> [Job] Write out the records below without any change, starting at their first line and ending at the line that contains "[[[0,122],[149,91],[431,3],[0,0]]]".

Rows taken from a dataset
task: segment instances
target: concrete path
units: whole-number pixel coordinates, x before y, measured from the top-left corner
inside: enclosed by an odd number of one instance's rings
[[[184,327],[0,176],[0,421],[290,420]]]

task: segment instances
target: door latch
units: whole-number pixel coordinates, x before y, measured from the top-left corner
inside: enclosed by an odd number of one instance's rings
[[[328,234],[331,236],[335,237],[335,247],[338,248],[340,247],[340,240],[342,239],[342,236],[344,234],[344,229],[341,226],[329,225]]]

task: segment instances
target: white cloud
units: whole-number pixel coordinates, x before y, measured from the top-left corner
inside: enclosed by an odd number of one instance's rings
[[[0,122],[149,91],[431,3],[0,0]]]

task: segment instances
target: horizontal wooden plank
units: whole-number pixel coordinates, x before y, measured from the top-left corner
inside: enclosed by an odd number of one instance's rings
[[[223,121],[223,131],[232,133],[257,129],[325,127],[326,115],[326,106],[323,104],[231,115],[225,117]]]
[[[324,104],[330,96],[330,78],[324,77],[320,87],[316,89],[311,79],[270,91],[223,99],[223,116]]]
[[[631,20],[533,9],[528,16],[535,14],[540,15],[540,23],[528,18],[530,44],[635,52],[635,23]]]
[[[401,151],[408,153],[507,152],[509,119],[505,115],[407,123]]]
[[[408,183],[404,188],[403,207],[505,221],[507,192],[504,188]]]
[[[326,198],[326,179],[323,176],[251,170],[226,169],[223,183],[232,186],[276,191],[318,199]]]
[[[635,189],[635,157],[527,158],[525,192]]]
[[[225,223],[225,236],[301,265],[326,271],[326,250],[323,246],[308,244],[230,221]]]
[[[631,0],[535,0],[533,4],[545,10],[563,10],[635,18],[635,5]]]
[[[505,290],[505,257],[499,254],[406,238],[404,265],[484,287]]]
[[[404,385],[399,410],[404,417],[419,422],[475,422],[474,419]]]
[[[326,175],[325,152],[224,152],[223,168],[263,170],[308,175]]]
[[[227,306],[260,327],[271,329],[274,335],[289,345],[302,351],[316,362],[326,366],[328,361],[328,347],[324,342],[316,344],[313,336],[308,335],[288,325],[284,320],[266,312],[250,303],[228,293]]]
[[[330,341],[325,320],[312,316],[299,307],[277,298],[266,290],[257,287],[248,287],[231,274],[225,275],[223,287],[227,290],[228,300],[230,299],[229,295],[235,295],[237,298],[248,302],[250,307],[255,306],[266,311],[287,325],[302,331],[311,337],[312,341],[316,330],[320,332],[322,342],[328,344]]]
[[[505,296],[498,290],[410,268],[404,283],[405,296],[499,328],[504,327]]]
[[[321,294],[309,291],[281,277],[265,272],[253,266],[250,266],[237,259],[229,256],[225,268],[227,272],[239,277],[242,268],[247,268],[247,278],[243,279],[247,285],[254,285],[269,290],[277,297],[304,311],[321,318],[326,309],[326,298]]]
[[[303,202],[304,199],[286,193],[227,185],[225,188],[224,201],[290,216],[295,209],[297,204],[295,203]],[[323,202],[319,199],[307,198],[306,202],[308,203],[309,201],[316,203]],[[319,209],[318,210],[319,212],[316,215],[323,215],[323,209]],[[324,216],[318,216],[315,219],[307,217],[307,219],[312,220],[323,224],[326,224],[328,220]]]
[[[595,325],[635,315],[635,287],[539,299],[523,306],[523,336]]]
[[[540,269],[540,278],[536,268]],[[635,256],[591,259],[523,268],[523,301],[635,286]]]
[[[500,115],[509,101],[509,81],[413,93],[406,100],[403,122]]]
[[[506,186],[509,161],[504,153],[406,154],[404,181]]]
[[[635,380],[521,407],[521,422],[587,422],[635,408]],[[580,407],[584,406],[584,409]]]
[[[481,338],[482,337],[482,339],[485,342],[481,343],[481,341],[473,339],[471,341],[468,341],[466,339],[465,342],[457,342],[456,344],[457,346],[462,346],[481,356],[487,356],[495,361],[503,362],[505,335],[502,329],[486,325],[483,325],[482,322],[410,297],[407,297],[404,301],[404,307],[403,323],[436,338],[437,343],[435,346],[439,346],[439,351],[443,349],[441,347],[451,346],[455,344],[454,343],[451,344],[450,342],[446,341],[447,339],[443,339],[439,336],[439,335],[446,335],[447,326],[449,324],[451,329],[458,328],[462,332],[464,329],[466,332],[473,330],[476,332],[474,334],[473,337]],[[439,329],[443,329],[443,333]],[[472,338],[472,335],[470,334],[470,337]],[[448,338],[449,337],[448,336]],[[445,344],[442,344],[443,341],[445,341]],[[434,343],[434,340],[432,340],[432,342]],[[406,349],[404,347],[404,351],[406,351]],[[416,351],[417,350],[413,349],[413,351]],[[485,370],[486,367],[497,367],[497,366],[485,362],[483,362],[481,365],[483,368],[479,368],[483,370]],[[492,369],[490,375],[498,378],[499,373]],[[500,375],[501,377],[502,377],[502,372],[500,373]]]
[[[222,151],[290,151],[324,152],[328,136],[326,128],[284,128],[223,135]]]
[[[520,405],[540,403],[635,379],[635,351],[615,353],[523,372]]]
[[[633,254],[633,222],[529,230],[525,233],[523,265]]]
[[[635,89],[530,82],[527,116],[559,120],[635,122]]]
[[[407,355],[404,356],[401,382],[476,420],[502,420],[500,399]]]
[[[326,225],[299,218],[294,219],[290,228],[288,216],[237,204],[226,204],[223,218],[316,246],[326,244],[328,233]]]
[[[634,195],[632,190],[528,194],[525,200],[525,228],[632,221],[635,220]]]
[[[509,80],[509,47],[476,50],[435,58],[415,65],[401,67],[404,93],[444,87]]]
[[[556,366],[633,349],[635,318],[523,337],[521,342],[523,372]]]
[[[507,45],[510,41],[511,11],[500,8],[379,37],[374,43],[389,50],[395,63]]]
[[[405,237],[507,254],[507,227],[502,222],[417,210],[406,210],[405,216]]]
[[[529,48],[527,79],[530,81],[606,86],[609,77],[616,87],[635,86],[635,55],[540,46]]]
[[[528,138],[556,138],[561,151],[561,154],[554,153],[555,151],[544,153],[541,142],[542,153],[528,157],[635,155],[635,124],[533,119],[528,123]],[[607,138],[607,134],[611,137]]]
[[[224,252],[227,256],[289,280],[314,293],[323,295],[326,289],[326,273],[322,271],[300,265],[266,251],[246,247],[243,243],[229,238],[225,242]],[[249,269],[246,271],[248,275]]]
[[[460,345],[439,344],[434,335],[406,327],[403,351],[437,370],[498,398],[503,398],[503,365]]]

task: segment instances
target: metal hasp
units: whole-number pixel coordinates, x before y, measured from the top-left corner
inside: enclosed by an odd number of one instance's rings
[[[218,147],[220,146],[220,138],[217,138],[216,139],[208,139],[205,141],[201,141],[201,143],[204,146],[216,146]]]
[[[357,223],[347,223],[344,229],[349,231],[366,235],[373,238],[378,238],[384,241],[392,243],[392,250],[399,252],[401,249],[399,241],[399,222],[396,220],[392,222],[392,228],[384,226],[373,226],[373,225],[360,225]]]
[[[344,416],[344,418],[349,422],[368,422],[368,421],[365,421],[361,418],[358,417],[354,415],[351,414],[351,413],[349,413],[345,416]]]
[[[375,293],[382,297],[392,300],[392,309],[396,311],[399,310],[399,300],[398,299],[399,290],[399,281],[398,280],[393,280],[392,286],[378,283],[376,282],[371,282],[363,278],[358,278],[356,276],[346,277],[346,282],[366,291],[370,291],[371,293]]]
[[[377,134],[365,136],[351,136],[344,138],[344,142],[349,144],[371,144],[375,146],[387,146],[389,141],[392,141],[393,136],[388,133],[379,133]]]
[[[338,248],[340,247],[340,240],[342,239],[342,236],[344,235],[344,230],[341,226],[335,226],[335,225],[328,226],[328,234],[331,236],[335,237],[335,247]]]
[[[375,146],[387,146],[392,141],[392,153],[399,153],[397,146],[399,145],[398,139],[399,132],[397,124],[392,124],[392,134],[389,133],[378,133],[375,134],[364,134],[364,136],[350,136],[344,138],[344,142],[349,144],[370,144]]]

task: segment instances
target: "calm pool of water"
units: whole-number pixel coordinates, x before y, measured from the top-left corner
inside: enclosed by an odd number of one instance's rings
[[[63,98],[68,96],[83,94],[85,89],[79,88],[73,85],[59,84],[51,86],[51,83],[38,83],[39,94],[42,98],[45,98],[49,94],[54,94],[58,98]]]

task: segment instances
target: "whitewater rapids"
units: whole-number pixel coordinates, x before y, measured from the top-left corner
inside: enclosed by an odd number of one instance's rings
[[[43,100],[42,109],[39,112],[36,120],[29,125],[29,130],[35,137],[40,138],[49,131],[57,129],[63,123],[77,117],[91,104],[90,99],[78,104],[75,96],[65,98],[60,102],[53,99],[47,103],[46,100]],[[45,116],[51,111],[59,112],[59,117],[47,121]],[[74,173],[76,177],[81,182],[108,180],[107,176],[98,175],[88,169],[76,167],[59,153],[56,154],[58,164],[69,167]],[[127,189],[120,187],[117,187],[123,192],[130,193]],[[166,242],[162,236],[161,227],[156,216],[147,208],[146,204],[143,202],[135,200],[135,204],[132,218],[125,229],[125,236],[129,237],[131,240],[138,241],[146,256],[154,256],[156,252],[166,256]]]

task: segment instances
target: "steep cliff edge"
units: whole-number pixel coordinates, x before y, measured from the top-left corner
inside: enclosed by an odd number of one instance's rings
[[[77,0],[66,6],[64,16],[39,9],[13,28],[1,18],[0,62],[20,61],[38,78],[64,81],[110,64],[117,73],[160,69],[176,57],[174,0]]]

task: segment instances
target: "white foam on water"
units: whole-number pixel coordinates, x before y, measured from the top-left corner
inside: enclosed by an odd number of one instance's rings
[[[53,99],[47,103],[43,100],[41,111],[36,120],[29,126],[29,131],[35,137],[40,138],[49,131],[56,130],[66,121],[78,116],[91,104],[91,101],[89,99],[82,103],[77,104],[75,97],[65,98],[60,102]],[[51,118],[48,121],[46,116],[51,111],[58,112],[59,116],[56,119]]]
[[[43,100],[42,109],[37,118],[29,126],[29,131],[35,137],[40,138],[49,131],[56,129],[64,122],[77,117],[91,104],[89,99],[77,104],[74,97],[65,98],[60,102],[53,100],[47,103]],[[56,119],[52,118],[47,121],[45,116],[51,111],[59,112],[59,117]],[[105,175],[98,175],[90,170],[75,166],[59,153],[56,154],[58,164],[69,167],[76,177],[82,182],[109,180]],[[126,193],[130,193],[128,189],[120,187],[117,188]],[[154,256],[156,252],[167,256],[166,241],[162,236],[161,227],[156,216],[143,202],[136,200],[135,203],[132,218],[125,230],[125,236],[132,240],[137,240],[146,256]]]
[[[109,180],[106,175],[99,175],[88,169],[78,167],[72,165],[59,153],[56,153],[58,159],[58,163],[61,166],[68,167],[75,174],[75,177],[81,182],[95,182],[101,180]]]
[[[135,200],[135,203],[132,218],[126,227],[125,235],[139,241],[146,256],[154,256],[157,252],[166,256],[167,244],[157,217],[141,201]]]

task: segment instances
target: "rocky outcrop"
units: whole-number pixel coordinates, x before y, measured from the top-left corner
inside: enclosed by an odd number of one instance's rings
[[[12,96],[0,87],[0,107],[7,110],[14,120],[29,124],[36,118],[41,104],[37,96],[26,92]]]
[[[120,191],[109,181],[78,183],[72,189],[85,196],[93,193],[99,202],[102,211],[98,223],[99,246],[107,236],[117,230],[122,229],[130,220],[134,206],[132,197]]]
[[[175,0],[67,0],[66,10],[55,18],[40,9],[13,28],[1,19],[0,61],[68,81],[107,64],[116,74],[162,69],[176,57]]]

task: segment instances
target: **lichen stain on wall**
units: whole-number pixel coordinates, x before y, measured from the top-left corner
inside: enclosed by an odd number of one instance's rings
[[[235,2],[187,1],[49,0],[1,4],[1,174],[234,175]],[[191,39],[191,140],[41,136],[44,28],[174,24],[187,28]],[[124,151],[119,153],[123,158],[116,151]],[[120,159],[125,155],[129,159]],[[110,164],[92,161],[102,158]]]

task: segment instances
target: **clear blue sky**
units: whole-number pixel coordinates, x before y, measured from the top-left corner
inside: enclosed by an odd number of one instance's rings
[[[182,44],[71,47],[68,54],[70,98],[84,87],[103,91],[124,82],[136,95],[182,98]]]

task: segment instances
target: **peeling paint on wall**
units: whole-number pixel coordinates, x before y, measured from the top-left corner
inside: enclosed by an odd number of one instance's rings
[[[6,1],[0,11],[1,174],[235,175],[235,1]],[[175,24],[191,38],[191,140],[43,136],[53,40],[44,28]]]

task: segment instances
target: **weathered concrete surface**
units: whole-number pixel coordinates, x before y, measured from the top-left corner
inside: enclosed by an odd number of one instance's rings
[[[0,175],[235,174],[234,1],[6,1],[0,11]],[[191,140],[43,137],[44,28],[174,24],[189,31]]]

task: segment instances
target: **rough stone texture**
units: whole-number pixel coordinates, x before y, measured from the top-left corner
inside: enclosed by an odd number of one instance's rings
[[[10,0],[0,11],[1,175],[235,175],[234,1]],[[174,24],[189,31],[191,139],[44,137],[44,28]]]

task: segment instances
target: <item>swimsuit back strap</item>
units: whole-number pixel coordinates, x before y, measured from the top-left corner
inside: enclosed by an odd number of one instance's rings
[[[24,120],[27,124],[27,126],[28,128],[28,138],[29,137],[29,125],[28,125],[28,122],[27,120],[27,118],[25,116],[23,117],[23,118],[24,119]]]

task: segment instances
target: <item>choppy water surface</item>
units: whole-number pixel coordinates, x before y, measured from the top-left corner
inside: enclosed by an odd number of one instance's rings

> [Finished exercise]
task: segment instances
target: concrete path
units: whole-number pixel coordinates, x before y, measured from the top-left corner
inside: enclosed by an odd number of one instance's rings
[[[184,327],[0,176],[0,421],[290,420]]]

task: segment instances
target: door latch
units: whole-number pixel coordinates, x before y, measured from the top-left corner
inside: enclosed by an odd number of one instance's rings
[[[328,234],[331,236],[335,237],[335,247],[338,248],[340,247],[340,240],[342,239],[342,236],[344,234],[344,229],[341,226],[329,225]]]

task: segment instances
target: white cloud
units: whole-number pixel coordinates, x before y, measured from the top-left corner
inside: enclosed by an odd number of one instance's rings
[[[0,122],[149,91],[431,3],[0,0]]]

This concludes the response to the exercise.